• **Stated problem**
Retype every entry word for word.

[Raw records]
════════════════

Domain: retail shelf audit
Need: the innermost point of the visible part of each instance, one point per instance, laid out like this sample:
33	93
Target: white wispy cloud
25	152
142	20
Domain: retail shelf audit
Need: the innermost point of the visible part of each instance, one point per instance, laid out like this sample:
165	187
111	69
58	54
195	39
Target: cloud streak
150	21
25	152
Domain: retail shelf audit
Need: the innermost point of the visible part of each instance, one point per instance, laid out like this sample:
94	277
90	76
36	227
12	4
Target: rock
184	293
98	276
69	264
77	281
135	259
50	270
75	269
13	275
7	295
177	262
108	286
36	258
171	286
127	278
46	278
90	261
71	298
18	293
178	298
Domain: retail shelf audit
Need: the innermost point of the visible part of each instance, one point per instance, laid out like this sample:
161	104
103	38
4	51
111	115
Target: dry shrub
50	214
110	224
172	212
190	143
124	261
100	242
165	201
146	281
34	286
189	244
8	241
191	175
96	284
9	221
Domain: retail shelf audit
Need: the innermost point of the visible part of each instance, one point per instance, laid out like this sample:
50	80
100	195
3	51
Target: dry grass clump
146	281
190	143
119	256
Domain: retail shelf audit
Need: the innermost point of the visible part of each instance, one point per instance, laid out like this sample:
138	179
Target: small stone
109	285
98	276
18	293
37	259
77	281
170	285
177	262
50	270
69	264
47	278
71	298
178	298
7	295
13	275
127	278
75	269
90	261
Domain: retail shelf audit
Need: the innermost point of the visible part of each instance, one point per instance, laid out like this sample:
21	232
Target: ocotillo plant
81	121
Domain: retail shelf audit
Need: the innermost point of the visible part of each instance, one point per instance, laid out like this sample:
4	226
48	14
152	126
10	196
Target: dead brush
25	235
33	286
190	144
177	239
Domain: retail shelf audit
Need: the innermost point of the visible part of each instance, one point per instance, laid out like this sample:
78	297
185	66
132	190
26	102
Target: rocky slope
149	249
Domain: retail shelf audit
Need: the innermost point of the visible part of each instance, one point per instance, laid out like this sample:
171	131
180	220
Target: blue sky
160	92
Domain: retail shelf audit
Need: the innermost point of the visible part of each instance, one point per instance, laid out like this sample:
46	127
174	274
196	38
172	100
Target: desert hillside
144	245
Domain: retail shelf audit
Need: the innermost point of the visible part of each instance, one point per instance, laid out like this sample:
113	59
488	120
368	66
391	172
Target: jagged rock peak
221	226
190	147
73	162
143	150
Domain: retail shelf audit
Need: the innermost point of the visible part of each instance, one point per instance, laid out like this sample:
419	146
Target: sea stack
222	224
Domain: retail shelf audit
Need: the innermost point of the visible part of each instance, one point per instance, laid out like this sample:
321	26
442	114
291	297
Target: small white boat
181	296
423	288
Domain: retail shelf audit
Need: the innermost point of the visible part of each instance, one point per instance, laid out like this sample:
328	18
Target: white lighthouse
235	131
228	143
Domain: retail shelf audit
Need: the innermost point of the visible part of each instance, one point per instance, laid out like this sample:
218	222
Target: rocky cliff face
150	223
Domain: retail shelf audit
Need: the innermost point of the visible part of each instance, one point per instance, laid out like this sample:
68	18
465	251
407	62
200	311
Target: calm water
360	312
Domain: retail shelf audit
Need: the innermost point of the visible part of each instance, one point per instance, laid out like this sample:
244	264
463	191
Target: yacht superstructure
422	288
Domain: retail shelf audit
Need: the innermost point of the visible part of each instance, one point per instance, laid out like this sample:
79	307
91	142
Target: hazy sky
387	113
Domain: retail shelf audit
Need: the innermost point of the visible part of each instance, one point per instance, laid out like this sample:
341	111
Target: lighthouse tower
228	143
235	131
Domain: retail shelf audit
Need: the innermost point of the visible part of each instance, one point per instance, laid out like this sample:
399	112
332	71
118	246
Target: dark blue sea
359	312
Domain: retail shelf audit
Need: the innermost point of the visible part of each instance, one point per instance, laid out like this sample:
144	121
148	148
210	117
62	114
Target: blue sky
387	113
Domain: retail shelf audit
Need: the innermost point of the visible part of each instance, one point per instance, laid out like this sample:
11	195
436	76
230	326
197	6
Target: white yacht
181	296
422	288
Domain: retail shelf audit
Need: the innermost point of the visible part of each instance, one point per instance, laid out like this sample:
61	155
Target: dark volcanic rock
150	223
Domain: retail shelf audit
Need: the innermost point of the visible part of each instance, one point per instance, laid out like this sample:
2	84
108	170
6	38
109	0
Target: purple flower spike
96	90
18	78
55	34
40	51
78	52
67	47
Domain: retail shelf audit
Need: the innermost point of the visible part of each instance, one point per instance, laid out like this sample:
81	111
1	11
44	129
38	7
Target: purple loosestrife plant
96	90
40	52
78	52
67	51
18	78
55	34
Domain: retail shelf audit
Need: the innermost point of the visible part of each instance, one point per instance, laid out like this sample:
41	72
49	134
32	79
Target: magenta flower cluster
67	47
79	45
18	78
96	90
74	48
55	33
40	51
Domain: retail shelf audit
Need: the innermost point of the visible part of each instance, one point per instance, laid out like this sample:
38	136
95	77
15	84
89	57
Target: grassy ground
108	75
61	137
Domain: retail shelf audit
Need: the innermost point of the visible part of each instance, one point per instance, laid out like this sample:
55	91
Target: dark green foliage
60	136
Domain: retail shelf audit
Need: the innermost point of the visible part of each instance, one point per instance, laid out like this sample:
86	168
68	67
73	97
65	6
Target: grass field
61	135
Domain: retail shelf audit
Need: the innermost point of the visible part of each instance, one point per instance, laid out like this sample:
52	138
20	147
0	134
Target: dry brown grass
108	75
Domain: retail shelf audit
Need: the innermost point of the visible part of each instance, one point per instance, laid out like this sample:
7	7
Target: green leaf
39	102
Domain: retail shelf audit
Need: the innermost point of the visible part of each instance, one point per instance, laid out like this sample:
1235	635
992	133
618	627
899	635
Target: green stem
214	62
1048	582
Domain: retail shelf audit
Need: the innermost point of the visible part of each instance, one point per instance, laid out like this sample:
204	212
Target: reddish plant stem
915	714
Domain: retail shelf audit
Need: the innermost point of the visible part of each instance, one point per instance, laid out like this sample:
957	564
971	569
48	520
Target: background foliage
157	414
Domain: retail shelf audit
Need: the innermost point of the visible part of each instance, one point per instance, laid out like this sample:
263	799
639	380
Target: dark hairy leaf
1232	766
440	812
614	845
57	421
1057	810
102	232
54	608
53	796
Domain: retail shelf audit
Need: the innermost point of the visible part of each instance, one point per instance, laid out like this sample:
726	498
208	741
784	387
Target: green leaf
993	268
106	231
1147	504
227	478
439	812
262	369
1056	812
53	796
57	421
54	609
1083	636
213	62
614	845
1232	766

════════════════

• **Result for this task**
Domain: retail shelf audit
Need: the innermost point of the visible part of each instance, one point per instance, laid out like this sample:
33	93
Target: white wispy cloud
25	152
142	20
Domain: retail shelf audit
Need: the innermost point of the visible part of each instance, one point per instance, laid out like this sample:
165	187
111	69
58	54
195	39
Target: cloud streak
150	21
25	152
Domain: retail shelf audit
Need: the innermost point of the visible part of each instance, one point per instance, laid out like this sample:
94	277
90	76
36	227
12	4
Target: rock
184	293
98	276
69	264
77	281
135	259
50	270
75	269
13	275
7	295
177	262
108	286
36	258
171	286
127	278
46	278
90	261
71	298
18	293
178	298
Domain: retail shelf audit
Need: the innermost point of the visible part of each instance, one point per instance, laid out like this sample:
161	104
103	38
4	51
111	115
Target: dry shrub
50	214
110	224
172	212
190	143
124	261
100	242
165	201
146	281
34	286
189	244
8	241
191	175
96	284
9	221
Domain: retail shelf audit
Need: the innermost point of the visible part of each instance, one point per instance, laid out like this sample:
50	80
100	195
3	51
Target: dry grass clump
146	281
190	143
119	256
Domain: retail shelf audit
Need: the innermost point of the visible part of each instance, one point per instance, laid out like this sample:
138	179
Target: small stone
109	285
98	276
18	293
37	259
77	281
170	285
177	262
50	270
69	264
47	278
71	298
178	298
7	295
13	275
127	278
75	269
90	261
Domain: retail shelf audit
Need: the innermost point of the visible part of each instance, one point per instance, laid out like this sample:
21	232
Target: ocotillo plant
81	121
Domain: retail shelf audit
Need: the innermost point of the visible part of each instance, one point per instance, laid out like this sample:
4	226
48	14
152	126
10	196
Target: dead brush
25	235
33	286
190	144
177	239
Domain: retail shelf audit
Need: the innermost point of the visible part of each instance, one point per instance, laid out like this sample:
78	297
185	66
132	190
26	102
Target: rocky slope
149	249
Domain: retail shelf audit
Need: the innermost point of the visible part of each instance, one point per instance, laid out like this sample:
171	131
180	220
Target: blue sky
160	92
Domain: retail shelf audit
Need: the innermost point of the visible part of each instance, one point per instance, laid out like this sample:
46	127
174	274
196	38
172	100
Target: desert hillside
144	245
Domain: retail shelf audit
Need: the innermost point of the visible part of each instance, one point per instance, laid out like this sample:
113	59
488	120
368	66
391	172
Target: jagged rock peak
221	226
190	147
73	162
143	150
Domain: retail shelf audit
Need: the innermost point of the visible part of each instance, one point per instance, laid out like this sample:
419	146
Target: sea stack
222	224
Domain: retail shelf audit
Need: the innermost point of the visible part of each instance, one point per instance, laid out like this sample:
321	26
442	114
291	297
Target: small white boat
181	296
423	288
Domain: retail shelf audit
Need: the innermost point of the visible part of each instance, one point per instance, laid out like this sample:
328	18
Target: white lighthouse
235	131
228	143
Domain: retail shelf audit
Need: the innermost point of the visible part of each instance, one point per instance, laid out like this sample:
218	222
Target: rocky cliff face
150	223
Domain: retail shelf audit
Need: the innermost point of the visible part of each instance, one point per instance, laid out like this sample:
68	18
465	251
407	62
200	311
Target: calm water
360	312
Domain: retail shelf audit
Need: the innermost point of the visible part of each instance, one point per instance, laid out like this sample:
244	264
463	191
Target: yacht superstructure
422	288
Domain: retail shelf audit
Need: the innermost point of the visible part of each instance, one point per instance, laid out like this sample:
79	307
91	142
Target: hazy sky
387	113
Domain: retail shelf audit
Need: the innermost point of the visible part of each instance, one point per instance, laid out like this sample:
341	111
Target: lighthouse tower
228	143
235	131
Domain: retail shelf audit
Need: the innermost point of the visible part of each instance, one point per instance, laid out like this sample:
399	112
332	71
118	246
Target: dark blue sea
359	312
Domain: retail shelf audit
Need: the innermost point of the visible part of each instance, one point per instance, laid out like this sample:
144	121
148	148
210	117
62	114
Target: blue sky
387	113
Domain: retail shelf audit
Need: the innermost point of the visible part of each instance, one point per instance, laid out like this sample:
11	195
436	76
230	326
197	6
Target: white yacht
181	296
422	288
Domain: retail shelf audit
Need: the innermost point of the visible part of each instance, one point per instance, laid out like this sample:
61	155
Target: dark volcanic rock
150	223
Domain: retail shelf audit
Need: the innermost point of the visible part of each instance, one point per instance, laid out like this sample:
2	84
108	170
6	38
109	0
Target: purple flower spike
96	90
18	78
55	34
40	51
78	52
67	47
Domain: retail shelf audit
Need: the innermost point of the visible part of each instance, one point per instance, laid out like this sample:
81	111
1	11
44	129
38	7
Target: purple loosestrife plant
96	90
40	52
78	52
67	51
18	78
55	34
Domain: retail shelf audit
Need: the innermost point of the visible part of each instance, one point per instance, laid out like this sample:
41	72
49	134
32	79
Target: magenta flower cluster
67	47
79	45
18	78
96	90
74	48
55	33
40	51
Domain: retail shelf audit
Need: the innermost point of the visible part of each instance, one point per instance, laid out like this sample:
38	136
95	77
15	84
89	57
Target: grassy ground
108	75
61	137
Domain: retail shelf audit
Need: the innermost point of the visible part of each instance, one point per instance, laid out like this sample:
55	91
Target: dark green foliage
60	136
Domain: retail shelf audit
Need: the innermost point of the visible part of each instance, one point per instance, laid out like this sample:
86	168
68	67
73	97
65	6
Target: grass field
61	135
Domain: retail shelf audit
Need: the innermost point of the visible part of each instance, one point per instance, laid out like this sample:
52	138
20	147
0	134
Target: dry brown grass
108	75
Domain: retail shelf audit
Need: the innermost point of the visible part of each instance, one point per instance, laid out like this sample:
7	7
Target: green leaf
39	102
Domain: retail shelf audit
Need: the innermost point of the visible part of each instance, one point per instance, laid out like this sample:
1235	635
992	133
618	627
899	635
Target: green stem
214	62
1048	582
Domain: retail shelf audit
Need: the innermost point of the visible part of each instance, one point per instance, laid out like this sample:
204	212
Target: reddish plant stem
915	714
Domain: retail shelf audit
Need: the innermost point of the visible part of each instance, one point per instance, laid out like this sample:
957	564
971	569
48	520
Target: background foliage
157	414
Domain: retail shelf audit
Need: the innermost point of the visible part of each instance, one point per instance, laid out like this sample:
263	799
639	380
Target: dark hairy leaf
1232	766
440	812
614	845
57	421
1057	810
102	232
54	608
53	796
Domain: retail shelf audit
Need: the innermost point of the visible part of each instance, one point per instance, laid out like this sample:
726	498
208	741
784	387
Target: green leaf
993	268
106	231
1147	504
227	478
439	812
262	369
1056	812
53	796
57	421
54	609
1083	636
213	62
614	845
1232	766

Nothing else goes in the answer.